**EXTRACTO DEL DOCUMENTO:**
+ + + + + + +

7 de noviembre de 2013

Heridas de bala.

Pero a ti no te dio miedo acercarte a ver la herida. A la mayoría de personas les da miedo acercarse a los heridos de guerramor. Y te acercaste. Te acercaste a mirar, más movida por la curiosidad que  por la compasión.
Aún recuerdo tu reacción cuando conseguiste verla: "pues tampoco es para tanto -dijiste- yo también tengo una de esas. Pero ya que estoy aquí, me quedo un rato." Y te quedaste. ¡Te quedaste! Como si fuese lo más normal quedarse con un desconocido. "Lo conocido algún día fue desconocido -decías-. No tengo nada que perder, cuando me canse me voy, y listo". Lo decías tan tranquila, tan sencillamente normal, tan jodidamente segura, que daba hasta miedo. "Otra herida más no, por favor -pensaba yo-."
Te quedaste, miraste, hablamos, callamos, reímos, sonreímos, nos miraron, nos miramos. Nos levantamos, nos sentamos, nos volvimos a levantar y nos volvimos a sentar. Fumamos, cantamos y comimos shushi. Y nunca nos besamos (al menos en los labios).

+ + + + + + +

**DATOS PROPORCIONADOS:**

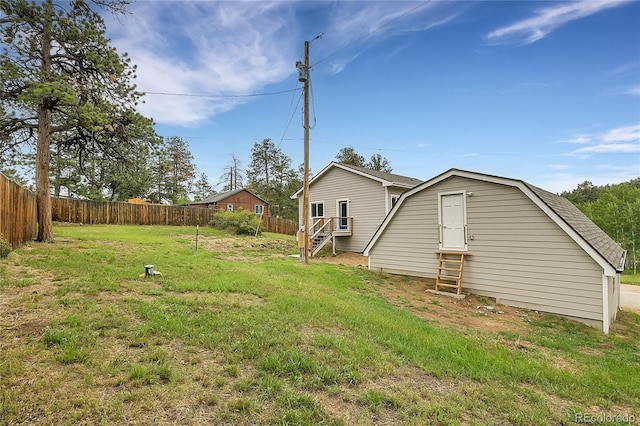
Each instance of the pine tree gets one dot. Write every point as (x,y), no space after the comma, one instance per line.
(59,76)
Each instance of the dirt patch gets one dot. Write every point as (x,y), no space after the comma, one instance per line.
(345,258)
(472,312)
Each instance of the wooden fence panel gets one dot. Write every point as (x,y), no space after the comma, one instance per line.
(95,212)
(18,214)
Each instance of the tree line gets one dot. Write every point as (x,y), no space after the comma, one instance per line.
(68,116)
(615,209)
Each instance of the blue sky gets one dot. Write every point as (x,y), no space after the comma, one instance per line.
(546,92)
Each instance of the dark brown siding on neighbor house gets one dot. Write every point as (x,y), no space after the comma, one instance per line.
(244,200)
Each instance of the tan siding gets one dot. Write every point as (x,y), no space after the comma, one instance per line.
(519,254)
(366,204)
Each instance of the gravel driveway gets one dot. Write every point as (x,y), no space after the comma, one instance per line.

+ + + + + + +

**OBJETIVO 1:** Traduce al inglés esta oración del texto sobre las heridas de bala: «Pero a ti no te dio miedo acercarte a ver la herida.»
**OBJETIVO 2:** Prolonga el texto sobre las heridas de bala a partir de su última oración.

**RESPUESTA 1:** But you weren't afraid to come closer and look at the wound.

**RESPUESTA 2:**
Y de esto ya hace no sé cuánto tiempo. Pero aquí sigues: a mi lado. Y ahora que estás ahí abajo, bañándote, te miro escondida entre el humo de mi cigarro, a media luz, reflejada por el atardecer, con la música de fondo.
Estás escalofriantemente guapa hoy. Así, toda mojada (porque así te quiero yo, mojada y toda).
Tu pelo, tu cuerpo, tu boca. Tus ojos. Tu sonrisa. Que abogan por candidaturas en mi cuerpo sin siquiera pronunciarse. Y aquí estoy yo, tumbado en la hamaca, fumando (como siempre) y mirándote (como nunca, como si fuese la primera vez que te veo).
Te das la vuelta y me saludas, me sonríes, me incitas a que vaya a bañarme contigo. Tú, mi pequeña libélula, trozo de agua. Y yo, un triste gato callejero, con más miedo a tus embrujos que al agua (y eso es mucho decir para un gato), te grito que no, que cae la tarde, que te espero aquí, al otro lado de la orilla, fumando y escuchando Pereza total la que me da ir a arriesgarme (siempre fui un vago, pequeña, lo sabes).
Te quedas quieta, en mitad del lago, congelada de frío (y lo sé por tus pezones, que se notan desde este lado), y echas a andar. Andas hacia acá, toda decidida, cabreada incluso. El lago me deja entrever, cada vez más, tus piernas delgadas y jodidamente kilométricas (mi mamá siempre me regañó por decir palabrotas, pero es que, ¡hostia!, son preciosas).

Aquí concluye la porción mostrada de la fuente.